Content starts

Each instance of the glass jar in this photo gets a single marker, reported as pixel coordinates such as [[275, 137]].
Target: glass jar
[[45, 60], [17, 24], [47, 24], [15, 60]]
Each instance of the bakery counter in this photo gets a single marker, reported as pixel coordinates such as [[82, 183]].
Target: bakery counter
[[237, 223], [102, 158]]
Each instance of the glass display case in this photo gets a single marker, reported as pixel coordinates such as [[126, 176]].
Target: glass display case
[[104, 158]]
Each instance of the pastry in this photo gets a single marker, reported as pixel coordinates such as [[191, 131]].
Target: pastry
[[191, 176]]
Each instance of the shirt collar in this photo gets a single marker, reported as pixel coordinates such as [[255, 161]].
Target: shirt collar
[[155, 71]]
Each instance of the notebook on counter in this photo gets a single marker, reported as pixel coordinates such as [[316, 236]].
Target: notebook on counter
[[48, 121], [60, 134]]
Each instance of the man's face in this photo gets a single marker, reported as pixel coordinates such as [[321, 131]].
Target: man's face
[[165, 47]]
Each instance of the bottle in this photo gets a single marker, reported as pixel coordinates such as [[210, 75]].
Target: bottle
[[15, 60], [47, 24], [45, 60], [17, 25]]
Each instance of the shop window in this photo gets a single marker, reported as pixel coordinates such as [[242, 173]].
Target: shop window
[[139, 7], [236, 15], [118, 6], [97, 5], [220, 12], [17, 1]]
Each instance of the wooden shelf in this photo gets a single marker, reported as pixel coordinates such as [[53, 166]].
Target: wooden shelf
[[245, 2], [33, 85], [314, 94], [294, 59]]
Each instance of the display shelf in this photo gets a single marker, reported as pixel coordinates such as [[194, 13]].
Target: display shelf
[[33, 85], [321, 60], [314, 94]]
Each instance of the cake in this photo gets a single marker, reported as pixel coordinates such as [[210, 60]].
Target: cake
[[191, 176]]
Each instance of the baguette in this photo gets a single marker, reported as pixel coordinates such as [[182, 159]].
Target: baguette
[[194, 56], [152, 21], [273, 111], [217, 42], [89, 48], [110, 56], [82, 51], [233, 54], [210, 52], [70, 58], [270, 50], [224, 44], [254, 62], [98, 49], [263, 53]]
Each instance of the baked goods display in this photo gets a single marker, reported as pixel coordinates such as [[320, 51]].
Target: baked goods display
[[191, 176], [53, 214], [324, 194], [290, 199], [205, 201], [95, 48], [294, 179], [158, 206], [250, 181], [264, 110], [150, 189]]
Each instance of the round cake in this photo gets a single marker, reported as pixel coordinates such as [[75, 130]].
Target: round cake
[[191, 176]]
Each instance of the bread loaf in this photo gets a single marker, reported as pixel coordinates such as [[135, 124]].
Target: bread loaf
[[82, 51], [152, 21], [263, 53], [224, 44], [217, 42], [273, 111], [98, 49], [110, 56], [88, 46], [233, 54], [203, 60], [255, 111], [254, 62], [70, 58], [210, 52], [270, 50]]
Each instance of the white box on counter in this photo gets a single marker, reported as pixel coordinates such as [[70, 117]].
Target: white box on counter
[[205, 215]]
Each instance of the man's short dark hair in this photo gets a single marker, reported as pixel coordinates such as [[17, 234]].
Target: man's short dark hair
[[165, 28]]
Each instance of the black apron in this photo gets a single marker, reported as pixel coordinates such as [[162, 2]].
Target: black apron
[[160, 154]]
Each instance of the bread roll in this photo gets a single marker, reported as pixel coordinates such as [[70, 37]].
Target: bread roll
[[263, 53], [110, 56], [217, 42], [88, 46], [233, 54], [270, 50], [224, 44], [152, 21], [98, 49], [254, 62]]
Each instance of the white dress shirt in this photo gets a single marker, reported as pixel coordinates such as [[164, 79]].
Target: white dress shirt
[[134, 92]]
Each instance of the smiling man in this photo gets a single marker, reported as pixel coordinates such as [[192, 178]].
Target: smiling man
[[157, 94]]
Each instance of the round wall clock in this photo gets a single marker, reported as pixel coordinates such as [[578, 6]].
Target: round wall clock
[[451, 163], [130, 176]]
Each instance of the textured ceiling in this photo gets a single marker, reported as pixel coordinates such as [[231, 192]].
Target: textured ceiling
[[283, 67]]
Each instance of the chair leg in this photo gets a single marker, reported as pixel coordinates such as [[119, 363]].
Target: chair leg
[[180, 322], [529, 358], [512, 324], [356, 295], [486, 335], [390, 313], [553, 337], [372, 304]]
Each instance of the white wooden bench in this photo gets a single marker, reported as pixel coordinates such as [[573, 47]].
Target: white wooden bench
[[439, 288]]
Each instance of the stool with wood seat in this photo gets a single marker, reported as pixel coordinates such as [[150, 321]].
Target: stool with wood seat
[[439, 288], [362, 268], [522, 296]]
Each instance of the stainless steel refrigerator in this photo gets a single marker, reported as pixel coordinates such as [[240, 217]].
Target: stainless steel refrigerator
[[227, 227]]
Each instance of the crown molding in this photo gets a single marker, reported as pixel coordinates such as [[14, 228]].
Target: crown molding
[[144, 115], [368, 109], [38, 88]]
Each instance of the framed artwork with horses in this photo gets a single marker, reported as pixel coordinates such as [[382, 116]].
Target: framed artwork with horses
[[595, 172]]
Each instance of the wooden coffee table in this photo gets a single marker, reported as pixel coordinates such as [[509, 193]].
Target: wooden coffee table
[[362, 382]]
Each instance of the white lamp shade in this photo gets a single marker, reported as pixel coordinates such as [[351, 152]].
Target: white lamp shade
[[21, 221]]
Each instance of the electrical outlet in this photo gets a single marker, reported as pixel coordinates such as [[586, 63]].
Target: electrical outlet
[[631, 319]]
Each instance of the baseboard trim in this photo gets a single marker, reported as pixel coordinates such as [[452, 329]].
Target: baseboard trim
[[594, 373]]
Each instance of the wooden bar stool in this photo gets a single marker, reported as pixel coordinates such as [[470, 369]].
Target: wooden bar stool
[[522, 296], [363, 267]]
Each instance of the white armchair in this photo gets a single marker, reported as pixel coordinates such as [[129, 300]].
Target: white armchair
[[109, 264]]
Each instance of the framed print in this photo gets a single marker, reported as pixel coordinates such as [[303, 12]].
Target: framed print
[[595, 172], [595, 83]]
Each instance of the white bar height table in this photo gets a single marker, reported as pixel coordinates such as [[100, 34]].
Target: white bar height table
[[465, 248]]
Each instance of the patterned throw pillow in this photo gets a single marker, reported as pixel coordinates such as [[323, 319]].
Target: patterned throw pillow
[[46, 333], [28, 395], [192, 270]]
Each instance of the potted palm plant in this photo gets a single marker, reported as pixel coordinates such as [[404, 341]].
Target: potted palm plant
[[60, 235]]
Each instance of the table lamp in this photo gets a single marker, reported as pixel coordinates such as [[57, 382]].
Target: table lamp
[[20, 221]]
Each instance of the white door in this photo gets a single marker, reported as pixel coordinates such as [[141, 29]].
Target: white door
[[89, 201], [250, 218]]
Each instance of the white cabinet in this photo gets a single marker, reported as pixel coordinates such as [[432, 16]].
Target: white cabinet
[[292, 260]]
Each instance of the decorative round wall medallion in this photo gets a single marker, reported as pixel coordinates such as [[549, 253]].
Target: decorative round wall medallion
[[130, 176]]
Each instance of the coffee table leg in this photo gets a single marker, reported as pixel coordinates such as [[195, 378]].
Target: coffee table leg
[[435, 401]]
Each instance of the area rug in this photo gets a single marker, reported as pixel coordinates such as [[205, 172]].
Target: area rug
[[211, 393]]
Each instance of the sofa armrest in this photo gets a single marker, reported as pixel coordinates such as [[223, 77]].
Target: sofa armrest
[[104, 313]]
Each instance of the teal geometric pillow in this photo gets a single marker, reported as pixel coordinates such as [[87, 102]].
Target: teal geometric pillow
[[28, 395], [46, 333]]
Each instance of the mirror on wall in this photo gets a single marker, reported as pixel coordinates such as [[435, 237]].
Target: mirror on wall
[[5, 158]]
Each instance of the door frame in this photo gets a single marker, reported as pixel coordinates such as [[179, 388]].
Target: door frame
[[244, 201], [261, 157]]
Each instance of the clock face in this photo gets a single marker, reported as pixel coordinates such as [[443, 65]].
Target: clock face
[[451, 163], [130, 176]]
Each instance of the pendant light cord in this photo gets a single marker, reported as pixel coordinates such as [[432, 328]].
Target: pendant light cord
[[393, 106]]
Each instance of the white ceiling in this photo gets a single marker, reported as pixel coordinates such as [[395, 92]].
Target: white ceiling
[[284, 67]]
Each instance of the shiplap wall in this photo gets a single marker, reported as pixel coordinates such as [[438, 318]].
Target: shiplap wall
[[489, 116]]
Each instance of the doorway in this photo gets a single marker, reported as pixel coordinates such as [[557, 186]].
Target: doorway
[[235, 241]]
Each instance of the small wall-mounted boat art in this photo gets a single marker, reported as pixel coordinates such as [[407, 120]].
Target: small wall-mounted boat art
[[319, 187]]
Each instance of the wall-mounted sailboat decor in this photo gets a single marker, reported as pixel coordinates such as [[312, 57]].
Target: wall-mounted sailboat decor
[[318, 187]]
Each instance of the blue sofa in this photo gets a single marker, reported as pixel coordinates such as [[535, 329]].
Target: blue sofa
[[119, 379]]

Content ends

WHAT IS REQUIRED: Among the records above, repeat exactly the line with "Target: man's short dark hair", the line with "Each instance of the bread roll", and every line in between, and only those.

RESPONSE AREA:
Target: man's short dark hair
[[165, 28]]
Each instance of the black apron in this photo gets a single marker, reported as pixel coordinates such as [[162, 2]].
Target: black apron
[[160, 154]]
Each instance of the bread roll in this photo gets a single marker, reported as pixel coordinates such as [[70, 37]].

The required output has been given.